» **Prompt**:
Output every line of the entries below as a Markdown table with the columns Row and Line, numbering each row and skipping blank lines. Leave the pictures out.

» **Records provided**:
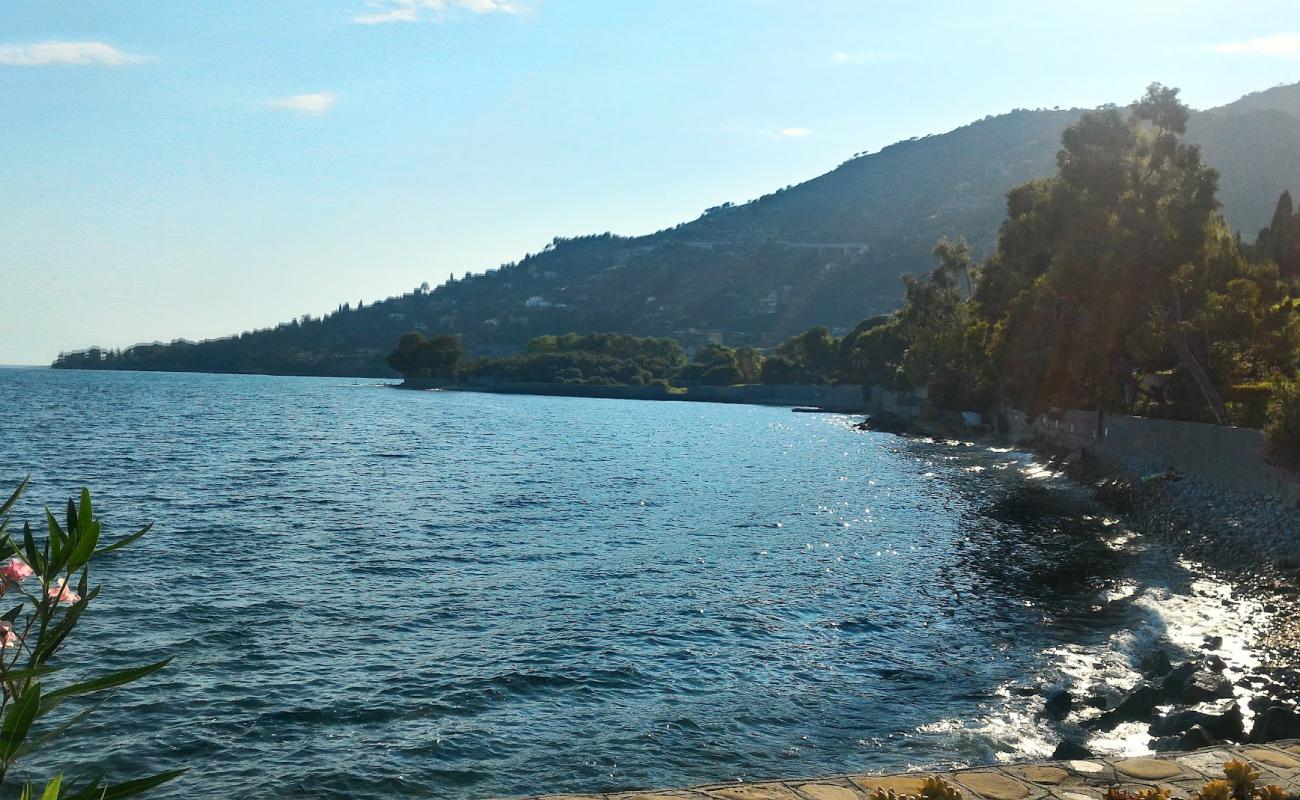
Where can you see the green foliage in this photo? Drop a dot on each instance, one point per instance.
(419, 357)
(1282, 429)
(51, 579)
(722, 366)
(811, 357)
(612, 359)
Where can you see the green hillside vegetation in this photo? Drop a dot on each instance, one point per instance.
(824, 253)
(1116, 284)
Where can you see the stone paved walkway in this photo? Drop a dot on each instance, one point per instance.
(1182, 773)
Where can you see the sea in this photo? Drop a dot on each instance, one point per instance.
(372, 592)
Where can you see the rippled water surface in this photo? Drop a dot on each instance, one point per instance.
(380, 593)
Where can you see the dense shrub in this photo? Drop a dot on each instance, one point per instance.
(1282, 429)
(50, 580)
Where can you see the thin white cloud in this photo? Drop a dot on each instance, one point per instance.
(1279, 46)
(856, 57)
(382, 12)
(52, 53)
(315, 103)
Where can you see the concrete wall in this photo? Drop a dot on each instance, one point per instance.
(1227, 458)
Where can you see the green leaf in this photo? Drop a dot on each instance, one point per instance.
(52, 788)
(55, 636)
(57, 536)
(29, 544)
(99, 684)
(73, 523)
(17, 722)
(60, 729)
(129, 788)
(85, 513)
(122, 543)
(83, 548)
(13, 498)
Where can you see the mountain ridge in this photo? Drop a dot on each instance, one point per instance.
(824, 251)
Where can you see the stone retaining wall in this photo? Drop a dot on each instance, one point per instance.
(1083, 779)
(1226, 458)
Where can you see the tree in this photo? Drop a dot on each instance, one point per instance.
(420, 357)
(1112, 250)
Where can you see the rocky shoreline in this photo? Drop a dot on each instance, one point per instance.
(1251, 541)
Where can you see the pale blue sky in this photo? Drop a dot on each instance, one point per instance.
(191, 169)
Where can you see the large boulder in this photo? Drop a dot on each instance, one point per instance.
(1134, 706)
(1070, 751)
(1192, 739)
(1177, 680)
(1156, 664)
(1204, 687)
(1275, 722)
(1138, 704)
(1222, 721)
(1058, 705)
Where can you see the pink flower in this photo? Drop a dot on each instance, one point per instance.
(16, 570)
(61, 593)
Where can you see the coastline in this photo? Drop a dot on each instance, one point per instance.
(1177, 774)
(844, 398)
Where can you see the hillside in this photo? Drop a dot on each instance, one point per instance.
(827, 251)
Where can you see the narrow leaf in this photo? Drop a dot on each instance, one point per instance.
(52, 788)
(63, 727)
(29, 543)
(128, 788)
(122, 543)
(17, 722)
(13, 498)
(99, 684)
(85, 513)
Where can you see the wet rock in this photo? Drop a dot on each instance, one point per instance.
(1156, 664)
(1070, 751)
(1116, 493)
(1139, 703)
(1058, 704)
(887, 423)
(1221, 722)
(1204, 687)
(1135, 706)
(1178, 679)
(1275, 722)
(1192, 739)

» **Answer to the task**:
| Row | Line |
|---|---|
| 1 | Where can you see the green foliage in this photo? Drop a dot on each instance, one point per instance. |
| 2 | (419, 357) |
| 3 | (1282, 429) |
| 4 | (51, 579) |
| 5 | (722, 366) |
| 6 | (811, 357) |
| 7 | (612, 359) |
| 8 | Where can you see the green hillside vegetation in this photo? Drop a dot on each instance, one point per instance. |
| 9 | (824, 253) |
| 10 | (1116, 284) |
| 11 | Where can you see the stone paved walkway in this photo? Drop a dot on each instance, one point per instance. |
| 12 | (1182, 773) |
| 13 | Where can you see the sea in this photo? Drop a dot on each instance, one point per instance. |
| 14 | (372, 592) |
| 15 | Where can you see the rippled water surface in this photo? Drop a dot on each instance, one point per instance. |
| 16 | (380, 593) |
| 17 | Where can you see the dense shrub in this photo? Drop a dot on each instance, one point per instance. |
| 18 | (1282, 429) |
| 19 | (50, 580) |
| 20 | Where can you see the thin white cloud in this photo? Drop a dot on each instance, one point per instance. |
| 21 | (1279, 46) |
| 22 | (856, 57) |
| 23 | (382, 12) |
| 24 | (52, 53) |
| 25 | (315, 103) |
| 26 | Where can you see the concrete wall in this photo? Drop a dot on each instance, one point per instance. |
| 27 | (1227, 458) |
| 28 | Where can you see the green leaf in this photo? Drop a dot on each instance, one point per instance. |
| 29 | (52, 788) |
| 30 | (55, 636) |
| 31 | (57, 536) |
| 32 | (29, 544) |
| 33 | (99, 684) |
| 34 | (73, 523) |
| 35 | (17, 722) |
| 36 | (60, 729) |
| 37 | (129, 788) |
| 38 | (85, 513) |
| 39 | (122, 543) |
| 40 | (83, 548) |
| 41 | (13, 498) |
| 42 | Where can you see the mountain ridge in this photo? Drop a dot on each instance, one point per instance. |
| 43 | (824, 251) |
| 44 | Where can you see the stone retaining wall in this photo? Drop a dot on each instance, one point per instance. |
| 45 | (1083, 779) |
| 46 | (1226, 458) |
| 47 | Where can you see the tree in this photo? Drop a dot on each instance, one point per instance. |
| 48 | (420, 357) |
| 49 | (1112, 250) |
| 50 | Where can you see the rocky shoreline in this photo? Drop a dot on each instance, one point per instance. |
| 51 | (1251, 541) |
| 52 | Where can you see the pale blue sky in this photo? Drop a dot on each instance, one point per instance. |
| 53 | (191, 169) |
| 54 | Where can you see the large boulder in this photo? Drop a dot on each instance, one point per instance. |
| 55 | (1134, 706) |
| 56 | (1070, 751) |
| 57 | (1192, 739) |
| 58 | (1177, 680) |
| 59 | (1156, 664) |
| 60 | (1204, 687) |
| 61 | (1275, 722) |
| 62 | (1138, 704) |
| 63 | (1222, 721) |
| 64 | (1058, 705) |
| 65 | Where can you see the pink flower in this photo? Drop a dot on each instance, one point per instance. |
| 66 | (16, 570) |
| 67 | (61, 593) |
| 68 | Where can you see the coastline in this photo? Drop a dot on each instance, one point per instance. |
| 69 | (1177, 774) |
| 70 | (844, 398) |
| 71 | Where can you see the hillside in this photo? Drop a dot on each instance, one point per instance. |
| 72 | (827, 251) |
| 73 | Where can you see the narrow leaf in this photo? Drop a dot on each instance, one point per instance. |
| 74 | (52, 788) |
| 75 | (63, 727) |
| 76 | (29, 543) |
| 77 | (128, 788) |
| 78 | (122, 543) |
| 79 | (17, 722) |
| 80 | (13, 498) |
| 81 | (99, 684) |
| 82 | (85, 513) |
| 83 | Where can you see the wet rock in this photo? Drop a dot on each instance, one point per instance. |
| 84 | (1156, 664) |
| 85 | (1070, 751) |
| 86 | (1116, 493) |
| 87 | (1139, 703) |
| 88 | (1058, 704) |
| 89 | (887, 423) |
| 90 | (1221, 722) |
| 91 | (1204, 687) |
| 92 | (1135, 706) |
| 93 | (1178, 679) |
| 94 | (1275, 722) |
| 95 | (1192, 739) |